PROBLEM REQUIREMENTS: In the answer, give only the lines from the one containing "Exercise. Tag every instance of the butterfly abdomen" to the end of the listing below, each reproduced word for word.

EXTRACTED DATA:

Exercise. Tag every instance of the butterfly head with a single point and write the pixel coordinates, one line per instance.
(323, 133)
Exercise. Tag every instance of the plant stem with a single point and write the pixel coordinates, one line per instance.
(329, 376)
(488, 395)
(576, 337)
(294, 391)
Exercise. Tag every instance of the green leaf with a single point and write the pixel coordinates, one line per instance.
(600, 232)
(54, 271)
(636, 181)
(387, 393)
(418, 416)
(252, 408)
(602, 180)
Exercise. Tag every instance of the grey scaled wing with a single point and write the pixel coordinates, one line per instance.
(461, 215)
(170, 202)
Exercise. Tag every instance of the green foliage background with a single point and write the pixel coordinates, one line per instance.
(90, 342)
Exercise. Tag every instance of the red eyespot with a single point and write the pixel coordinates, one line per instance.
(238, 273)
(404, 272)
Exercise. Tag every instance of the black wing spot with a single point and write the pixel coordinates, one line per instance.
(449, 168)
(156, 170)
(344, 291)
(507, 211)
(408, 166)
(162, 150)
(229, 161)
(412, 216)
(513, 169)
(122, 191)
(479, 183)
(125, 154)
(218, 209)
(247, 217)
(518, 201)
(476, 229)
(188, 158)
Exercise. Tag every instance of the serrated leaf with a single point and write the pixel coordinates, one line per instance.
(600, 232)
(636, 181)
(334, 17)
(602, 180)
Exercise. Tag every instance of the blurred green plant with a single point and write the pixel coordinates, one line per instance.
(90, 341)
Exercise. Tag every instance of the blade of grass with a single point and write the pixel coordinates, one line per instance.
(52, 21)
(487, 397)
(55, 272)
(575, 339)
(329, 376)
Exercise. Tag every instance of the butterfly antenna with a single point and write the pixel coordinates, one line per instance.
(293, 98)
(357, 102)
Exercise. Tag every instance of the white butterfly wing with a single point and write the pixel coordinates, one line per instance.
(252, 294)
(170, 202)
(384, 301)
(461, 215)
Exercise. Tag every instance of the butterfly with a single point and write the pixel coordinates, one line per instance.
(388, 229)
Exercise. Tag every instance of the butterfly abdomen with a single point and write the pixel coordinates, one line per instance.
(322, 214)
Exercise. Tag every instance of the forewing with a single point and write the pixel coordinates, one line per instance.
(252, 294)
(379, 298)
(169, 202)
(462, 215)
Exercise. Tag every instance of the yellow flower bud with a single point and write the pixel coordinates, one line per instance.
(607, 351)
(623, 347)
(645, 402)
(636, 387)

ANSWER SPACE:
Exercise. Tag every instance of the butterfly abdomen with a single point and write the pixel coordinates, one line per instance.
(322, 214)
Exercise. Tag every instance of the forewing with a single point and write the pixel coordinates, one line per instance.
(252, 294)
(379, 298)
(169, 202)
(462, 215)
Exercise. Tag every instance of the yellow flower bud with a single point and write the pixel coordinates, one line per instance.
(607, 351)
(623, 347)
(645, 402)
(636, 387)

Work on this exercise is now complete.